## WHAT TO DO
1 – According to the Spider-Geddon article, in what city is Otto Octavius operating as the Superior Octopus?
2 – Please continue the Spider-Geddon article from its last paragraph onward.

## SOURCE EXTRACT
BEGIN

Marvel’s Spider-Verse Sequel Is Becoming A Battle For The Soul Of All Spider-Heroes

As a follow-up to the delightfully wild and fanservice-laden 2014 event Spider-Verse, Marvel Comics’ newly-begun Spider-Geddon has a lot to live up to. It can’t simply be the return of the threat that kickstarted the pan-dimensional Spider-crossover four years ago.

And so far, it’s setting up conflicts both exterior and interior in some intriguing ways.

Two of the main issues of Spider-Geddon are out now — with oodles of spinoffs too, already depicting the realms of other Spider-heroes being interrupted to join in on the renewed battle with the Inheritors, the spider-soul-sucking vampiric villains that caused Spider-Verse in the first place.

But their setup for the return of the Inheritors has already started to sow some very intriguing dramatic seeds, with the invigorated Otto Octavius at the heart of it all.

Otto, currently operating as the Superior Octopus in San Francisco, is using his youthful body from Clone Conspiracy (look, he’s been on… a journey over the last few years, OK?) to try and out-hero Peter Parker.

That’s basically the reason Spider-Geddon exists in the first place. His hubris in appropriating the technology left behind by the Inheritors — their pan-dimensional technology to send his drones across the multiverse, and even their cloning tech to give him an endless supply of bodies — has directly led to their escape from confinement and a renewed fight for the fate of all Spider-heroes.

END

## DATA UNDER STUDY
BEGIN

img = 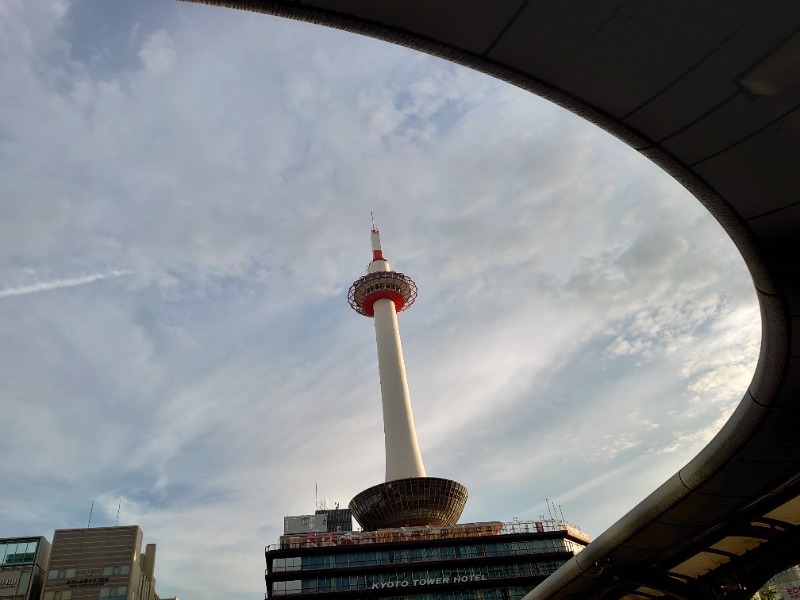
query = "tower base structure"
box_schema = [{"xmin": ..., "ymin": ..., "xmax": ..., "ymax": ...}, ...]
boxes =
[{"xmin": 350, "ymin": 477, "xmax": 469, "ymax": 531}]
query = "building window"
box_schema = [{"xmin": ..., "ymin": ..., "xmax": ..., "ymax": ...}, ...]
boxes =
[
  {"xmin": 100, "ymin": 585, "xmax": 128, "ymax": 600},
  {"xmin": 47, "ymin": 567, "xmax": 77, "ymax": 579}
]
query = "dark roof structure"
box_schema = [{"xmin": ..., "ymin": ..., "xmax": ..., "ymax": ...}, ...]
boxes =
[{"xmin": 181, "ymin": 0, "xmax": 800, "ymax": 600}]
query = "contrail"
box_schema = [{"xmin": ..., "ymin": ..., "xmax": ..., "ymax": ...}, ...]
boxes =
[{"xmin": 0, "ymin": 270, "xmax": 132, "ymax": 298}]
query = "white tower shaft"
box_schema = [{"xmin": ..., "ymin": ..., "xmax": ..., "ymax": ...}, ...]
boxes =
[{"xmin": 368, "ymin": 238, "xmax": 426, "ymax": 481}]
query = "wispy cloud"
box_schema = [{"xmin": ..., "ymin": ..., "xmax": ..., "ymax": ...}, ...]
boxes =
[{"xmin": 0, "ymin": 270, "xmax": 132, "ymax": 298}]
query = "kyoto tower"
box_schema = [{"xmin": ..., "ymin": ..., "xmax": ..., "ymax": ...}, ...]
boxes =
[{"xmin": 347, "ymin": 220, "xmax": 467, "ymax": 531}]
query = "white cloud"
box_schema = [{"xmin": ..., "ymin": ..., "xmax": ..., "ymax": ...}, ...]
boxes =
[{"xmin": 0, "ymin": 270, "xmax": 131, "ymax": 298}]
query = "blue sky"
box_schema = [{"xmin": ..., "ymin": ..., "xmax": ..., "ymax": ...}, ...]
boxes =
[{"xmin": 0, "ymin": 0, "xmax": 760, "ymax": 600}]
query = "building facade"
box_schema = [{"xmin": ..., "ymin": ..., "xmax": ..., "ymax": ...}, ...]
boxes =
[
  {"xmin": 266, "ymin": 520, "xmax": 589, "ymax": 600},
  {"xmin": 42, "ymin": 525, "xmax": 157, "ymax": 600},
  {"xmin": 0, "ymin": 537, "xmax": 50, "ymax": 600}
]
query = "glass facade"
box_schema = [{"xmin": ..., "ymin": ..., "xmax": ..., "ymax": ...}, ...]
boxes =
[
  {"xmin": 272, "ymin": 559, "xmax": 566, "ymax": 598},
  {"xmin": 268, "ymin": 538, "xmax": 584, "ymax": 573},
  {"xmin": 0, "ymin": 539, "xmax": 39, "ymax": 567}
]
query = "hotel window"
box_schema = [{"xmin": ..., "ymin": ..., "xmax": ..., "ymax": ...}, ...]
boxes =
[
  {"xmin": 47, "ymin": 567, "xmax": 76, "ymax": 579},
  {"xmin": 99, "ymin": 585, "xmax": 128, "ymax": 600}
]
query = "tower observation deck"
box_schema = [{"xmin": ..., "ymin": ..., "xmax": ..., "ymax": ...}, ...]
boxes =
[{"xmin": 347, "ymin": 223, "xmax": 467, "ymax": 530}]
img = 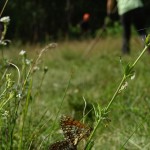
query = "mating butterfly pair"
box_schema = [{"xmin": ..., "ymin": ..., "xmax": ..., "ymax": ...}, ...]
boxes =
[{"xmin": 49, "ymin": 116, "xmax": 92, "ymax": 150}]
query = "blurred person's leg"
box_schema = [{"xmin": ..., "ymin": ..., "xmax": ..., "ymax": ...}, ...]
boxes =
[
  {"xmin": 120, "ymin": 12, "xmax": 131, "ymax": 54},
  {"xmin": 132, "ymin": 8, "xmax": 146, "ymax": 41}
]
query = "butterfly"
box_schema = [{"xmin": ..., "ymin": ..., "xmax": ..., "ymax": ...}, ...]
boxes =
[
  {"xmin": 49, "ymin": 116, "xmax": 92, "ymax": 150},
  {"xmin": 60, "ymin": 116, "xmax": 92, "ymax": 145},
  {"xmin": 49, "ymin": 140, "xmax": 77, "ymax": 150}
]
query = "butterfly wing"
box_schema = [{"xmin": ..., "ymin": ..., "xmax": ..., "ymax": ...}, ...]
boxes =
[
  {"xmin": 49, "ymin": 140, "xmax": 77, "ymax": 150},
  {"xmin": 60, "ymin": 116, "xmax": 91, "ymax": 145}
]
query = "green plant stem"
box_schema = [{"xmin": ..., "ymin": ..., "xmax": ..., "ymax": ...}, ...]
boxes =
[
  {"xmin": 132, "ymin": 45, "xmax": 149, "ymax": 67},
  {"xmin": 0, "ymin": 0, "xmax": 8, "ymax": 17},
  {"xmin": 85, "ymin": 45, "xmax": 149, "ymax": 150},
  {"xmin": 105, "ymin": 75, "xmax": 126, "ymax": 112}
]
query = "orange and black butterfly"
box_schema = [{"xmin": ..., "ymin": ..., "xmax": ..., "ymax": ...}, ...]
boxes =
[{"xmin": 49, "ymin": 116, "xmax": 92, "ymax": 150}]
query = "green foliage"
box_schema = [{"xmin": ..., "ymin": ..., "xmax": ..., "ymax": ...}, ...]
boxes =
[{"xmin": 0, "ymin": 34, "xmax": 150, "ymax": 149}]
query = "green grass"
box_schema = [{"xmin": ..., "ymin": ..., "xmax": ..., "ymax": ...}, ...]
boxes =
[{"xmin": 1, "ymin": 37, "xmax": 150, "ymax": 150}]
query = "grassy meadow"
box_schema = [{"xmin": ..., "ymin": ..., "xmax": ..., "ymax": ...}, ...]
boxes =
[{"xmin": 0, "ymin": 36, "xmax": 150, "ymax": 150}]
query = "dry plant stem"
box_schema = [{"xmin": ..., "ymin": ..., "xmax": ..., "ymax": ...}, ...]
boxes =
[{"xmin": 85, "ymin": 45, "xmax": 149, "ymax": 150}]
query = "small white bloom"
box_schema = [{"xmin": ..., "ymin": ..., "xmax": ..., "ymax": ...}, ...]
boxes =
[
  {"xmin": 19, "ymin": 50, "xmax": 26, "ymax": 56},
  {"xmin": 0, "ymin": 16, "xmax": 10, "ymax": 23}
]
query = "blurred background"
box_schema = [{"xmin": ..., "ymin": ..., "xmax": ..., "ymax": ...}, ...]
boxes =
[{"xmin": 0, "ymin": 0, "xmax": 150, "ymax": 42}]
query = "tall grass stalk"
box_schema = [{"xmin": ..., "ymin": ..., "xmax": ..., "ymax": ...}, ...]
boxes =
[{"xmin": 85, "ymin": 39, "xmax": 150, "ymax": 150}]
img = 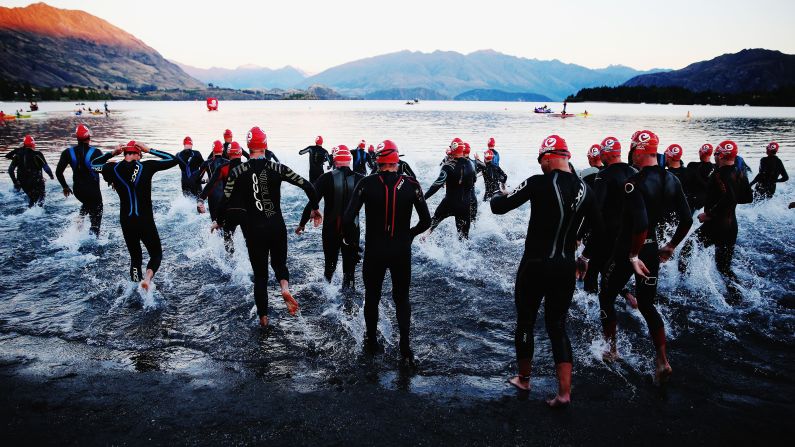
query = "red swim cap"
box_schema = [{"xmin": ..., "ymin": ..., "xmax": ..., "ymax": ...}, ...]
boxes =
[
  {"xmin": 226, "ymin": 141, "xmax": 243, "ymax": 160},
  {"xmin": 665, "ymin": 144, "xmax": 682, "ymax": 161},
  {"xmin": 698, "ymin": 143, "xmax": 712, "ymax": 156},
  {"xmin": 75, "ymin": 124, "xmax": 91, "ymax": 141},
  {"xmin": 601, "ymin": 137, "xmax": 621, "ymax": 155},
  {"xmin": 588, "ymin": 144, "xmax": 602, "ymax": 160},
  {"xmin": 629, "ymin": 130, "xmax": 660, "ymax": 155},
  {"xmin": 213, "ymin": 140, "xmax": 224, "ymax": 155},
  {"xmin": 448, "ymin": 138, "xmax": 466, "ymax": 155},
  {"xmin": 246, "ymin": 126, "xmax": 268, "ymax": 149},
  {"xmin": 375, "ymin": 140, "xmax": 400, "ymax": 164},
  {"xmin": 538, "ymin": 135, "xmax": 571, "ymax": 163},
  {"xmin": 715, "ymin": 140, "xmax": 737, "ymax": 158}
]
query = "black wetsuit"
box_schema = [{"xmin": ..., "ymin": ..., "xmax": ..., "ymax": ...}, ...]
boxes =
[
  {"xmin": 343, "ymin": 172, "xmax": 431, "ymax": 357},
  {"xmin": 425, "ymin": 157, "xmax": 476, "ymax": 238},
  {"xmin": 599, "ymin": 166, "xmax": 693, "ymax": 348},
  {"xmin": 92, "ymin": 149, "xmax": 177, "ymax": 281},
  {"xmin": 176, "ymin": 149, "xmax": 204, "ymax": 197},
  {"xmin": 219, "ymin": 158, "xmax": 318, "ymax": 316},
  {"xmin": 351, "ymin": 148, "xmax": 368, "ymax": 175},
  {"xmin": 6, "ymin": 147, "xmax": 55, "ymax": 208},
  {"xmin": 55, "ymin": 143, "xmax": 103, "ymax": 235},
  {"xmin": 298, "ymin": 145, "xmax": 332, "ymax": 182},
  {"xmin": 490, "ymin": 170, "xmax": 602, "ymax": 370},
  {"xmin": 680, "ymin": 166, "xmax": 748, "ymax": 300},
  {"xmin": 299, "ymin": 166, "xmax": 364, "ymax": 285},
  {"xmin": 751, "ymin": 155, "xmax": 789, "ymax": 199},
  {"xmin": 199, "ymin": 158, "xmax": 242, "ymax": 253},
  {"xmin": 579, "ymin": 163, "xmax": 638, "ymax": 293},
  {"xmin": 687, "ymin": 161, "xmax": 715, "ymax": 211}
]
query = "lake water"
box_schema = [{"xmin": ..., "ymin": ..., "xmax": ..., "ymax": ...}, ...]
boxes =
[{"xmin": 0, "ymin": 101, "xmax": 795, "ymax": 402}]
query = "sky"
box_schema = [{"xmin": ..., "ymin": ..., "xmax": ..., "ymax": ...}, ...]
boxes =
[{"xmin": 0, "ymin": 0, "xmax": 795, "ymax": 74}]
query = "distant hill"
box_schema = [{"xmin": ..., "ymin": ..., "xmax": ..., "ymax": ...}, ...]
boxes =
[
  {"xmin": 0, "ymin": 3, "xmax": 204, "ymax": 90},
  {"xmin": 453, "ymin": 89, "xmax": 552, "ymax": 102},
  {"xmin": 624, "ymin": 49, "xmax": 795, "ymax": 94},
  {"xmin": 364, "ymin": 87, "xmax": 450, "ymax": 101},
  {"xmin": 301, "ymin": 50, "xmax": 664, "ymax": 99},
  {"xmin": 175, "ymin": 62, "xmax": 306, "ymax": 89}
]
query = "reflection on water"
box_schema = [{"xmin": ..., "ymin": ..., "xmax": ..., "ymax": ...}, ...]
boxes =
[{"xmin": 0, "ymin": 101, "xmax": 795, "ymax": 397}]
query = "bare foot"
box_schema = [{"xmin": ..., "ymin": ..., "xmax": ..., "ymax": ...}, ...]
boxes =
[
  {"xmin": 654, "ymin": 362, "xmax": 673, "ymax": 385},
  {"xmin": 508, "ymin": 376, "xmax": 530, "ymax": 391},
  {"xmin": 282, "ymin": 289, "xmax": 298, "ymax": 315},
  {"xmin": 547, "ymin": 394, "xmax": 571, "ymax": 408}
]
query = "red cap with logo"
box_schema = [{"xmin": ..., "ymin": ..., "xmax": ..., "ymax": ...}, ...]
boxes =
[
  {"xmin": 588, "ymin": 144, "xmax": 602, "ymax": 160},
  {"xmin": 538, "ymin": 135, "xmax": 571, "ymax": 163},
  {"xmin": 715, "ymin": 140, "xmax": 737, "ymax": 158},
  {"xmin": 331, "ymin": 144, "xmax": 353, "ymax": 164},
  {"xmin": 375, "ymin": 140, "xmax": 400, "ymax": 164},
  {"xmin": 246, "ymin": 126, "xmax": 268, "ymax": 149},
  {"xmin": 629, "ymin": 130, "xmax": 660, "ymax": 155},
  {"xmin": 601, "ymin": 137, "xmax": 621, "ymax": 155},
  {"xmin": 124, "ymin": 140, "xmax": 141, "ymax": 155},
  {"xmin": 665, "ymin": 144, "xmax": 682, "ymax": 161},
  {"xmin": 226, "ymin": 141, "xmax": 243, "ymax": 160},
  {"xmin": 75, "ymin": 124, "xmax": 91, "ymax": 141},
  {"xmin": 213, "ymin": 140, "xmax": 224, "ymax": 155}
]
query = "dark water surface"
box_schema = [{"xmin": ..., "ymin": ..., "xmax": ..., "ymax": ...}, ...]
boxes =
[{"xmin": 0, "ymin": 101, "xmax": 795, "ymax": 442}]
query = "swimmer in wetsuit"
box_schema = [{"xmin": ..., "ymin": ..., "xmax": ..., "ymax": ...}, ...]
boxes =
[
  {"xmin": 298, "ymin": 135, "xmax": 333, "ymax": 183},
  {"xmin": 490, "ymin": 135, "xmax": 602, "ymax": 407},
  {"xmin": 343, "ymin": 140, "xmax": 431, "ymax": 366},
  {"xmin": 425, "ymin": 138, "xmax": 476, "ymax": 239},
  {"xmin": 8, "ymin": 135, "xmax": 55, "ymax": 208},
  {"xmin": 586, "ymin": 130, "xmax": 693, "ymax": 383},
  {"xmin": 219, "ymin": 127, "xmax": 320, "ymax": 327},
  {"xmin": 91, "ymin": 141, "xmax": 177, "ymax": 290},
  {"xmin": 295, "ymin": 145, "xmax": 364, "ymax": 288}
]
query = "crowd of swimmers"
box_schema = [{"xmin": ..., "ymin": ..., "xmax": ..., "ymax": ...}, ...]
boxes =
[{"xmin": 6, "ymin": 124, "xmax": 788, "ymax": 406}]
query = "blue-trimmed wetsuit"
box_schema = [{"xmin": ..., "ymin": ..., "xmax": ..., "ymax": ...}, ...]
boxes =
[{"xmin": 92, "ymin": 149, "xmax": 177, "ymax": 281}]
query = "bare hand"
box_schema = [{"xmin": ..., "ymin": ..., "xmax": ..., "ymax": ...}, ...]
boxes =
[
  {"xmin": 657, "ymin": 244, "xmax": 674, "ymax": 262},
  {"xmin": 629, "ymin": 257, "xmax": 651, "ymax": 278},
  {"xmin": 310, "ymin": 210, "xmax": 323, "ymax": 228}
]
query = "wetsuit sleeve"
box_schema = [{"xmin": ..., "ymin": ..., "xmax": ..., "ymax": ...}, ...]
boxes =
[
  {"xmin": 55, "ymin": 149, "xmax": 71, "ymax": 190},
  {"xmin": 342, "ymin": 179, "xmax": 366, "ymax": 240},
  {"xmin": 425, "ymin": 165, "xmax": 450, "ymax": 200},
  {"xmin": 776, "ymin": 158, "xmax": 789, "ymax": 183},
  {"xmin": 624, "ymin": 182, "xmax": 649, "ymax": 258},
  {"xmin": 298, "ymin": 174, "xmax": 331, "ymax": 227},
  {"xmin": 409, "ymin": 183, "xmax": 431, "ymax": 238},
  {"xmin": 273, "ymin": 164, "xmax": 320, "ymax": 210},
  {"xmin": 489, "ymin": 179, "xmax": 533, "ymax": 214},
  {"xmin": 668, "ymin": 176, "xmax": 693, "ymax": 252},
  {"xmin": 149, "ymin": 149, "xmax": 177, "ymax": 172}
]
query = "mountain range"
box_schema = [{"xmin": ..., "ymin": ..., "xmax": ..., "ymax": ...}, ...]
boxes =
[{"xmin": 0, "ymin": 3, "xmax": 203, "ymax": 89}]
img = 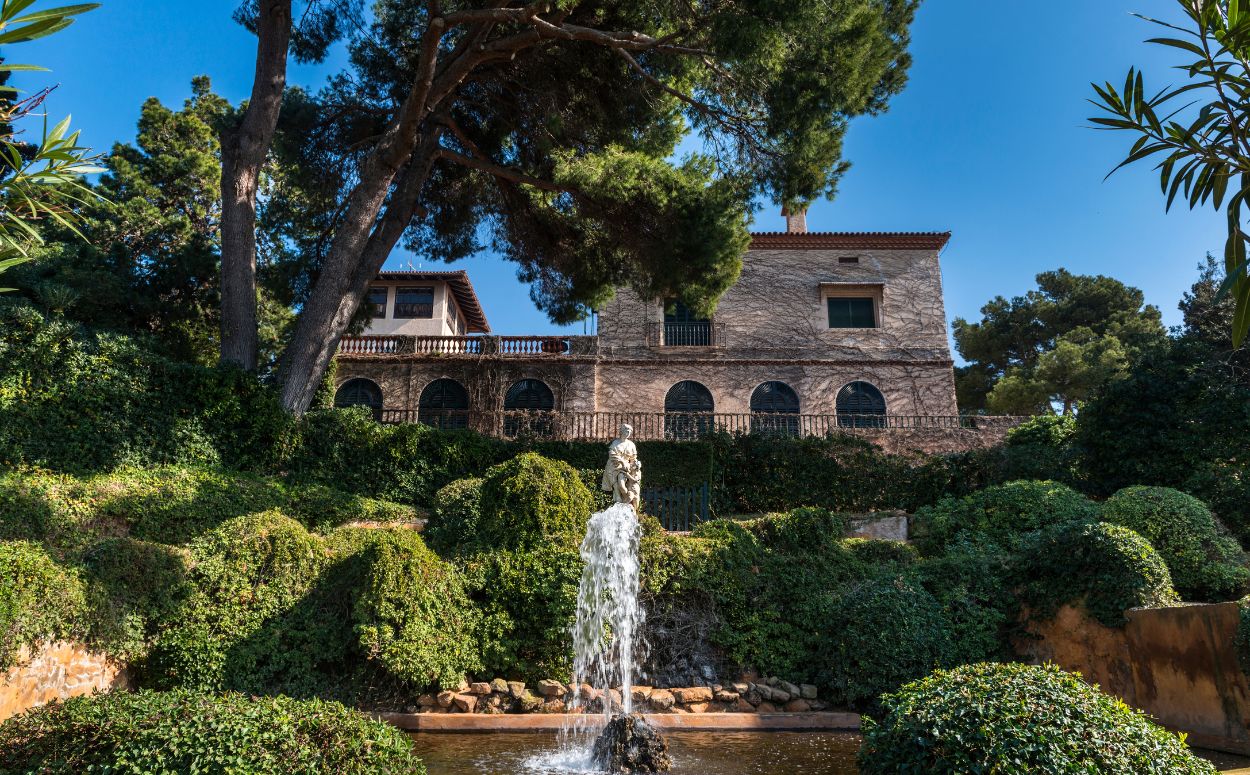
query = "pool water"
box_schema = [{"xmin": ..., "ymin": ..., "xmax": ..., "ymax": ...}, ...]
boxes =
[
  {"xmin": 414, "ymin": 733, "xmax": 860, "ymax": 775},
  {"xmin": 413, "ymin": 733, "xmax": 1250, "ymax": 775}
]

END

## SET OF ANSWERS
1 – San Francisco

2 –
Suffice to say, he messed up, big time.

Otto’s wilful ignorance has already cost the lives of two prominent Spider-heroes, thanks to the Inheritors escaping the radioactive prison where they were locked up at the end of Spider-Verse. Billy Braddock, AKA Spider-UK (bit of a dampener on his recent video game debut!), and Spider-Man Noir both perished in Spider-Geddon #1 a few weeks ago.

But this is Otto Octavius, one of the most stubbornly unrelenting people around. Even after all he went through in his time as the Superior Spider-Man and the first Spider-Verse, do you think he’s going to accept that he really screwed the Spider-pooch? Absolutely not in the slightest.

And in doing so, he’s actually setting up a whole new kind of conflict for our gathered amazing friends.

This week’s Spider-Geddon #2 — by Christos Gage, Jorge Melina, Jay Leisten, Roberto Poggi, Craig Yeung, David Curiel and Travis Lanham — sees the web warriors reeling from the Inheritors’ return and the loss of two of their biggest leaders… and seemingly a third in the Radioactive Spider-Gwen, when she stays behind to let her fellow heroes make an explosive escape (although have no fear, she’s alive and well by the end of the issue, just cut off on another Earth in the multiverse).

Miles, understandably so, turns on Octavius, laying the blame for Noir, UK and Gwen’s passing directly at his feet.

But in a textbook display of whataboutism — and his aforementioned stubbornness — Otto turns it around: It isn’t his fault the Inheritors are back. It’s the fault of Peter, Miles, and all the other softhearted Spiders, who chose to incarcerate them rather than kill them all.

In arguing as much, Spider-Geddon becomes much more interesting. Rather than being just a rehash of the battle Spider-Verse already started and ended, the conflict of Spider-Geddon suddenly becomes both external (represented in the threat of the Inheritors) and internal.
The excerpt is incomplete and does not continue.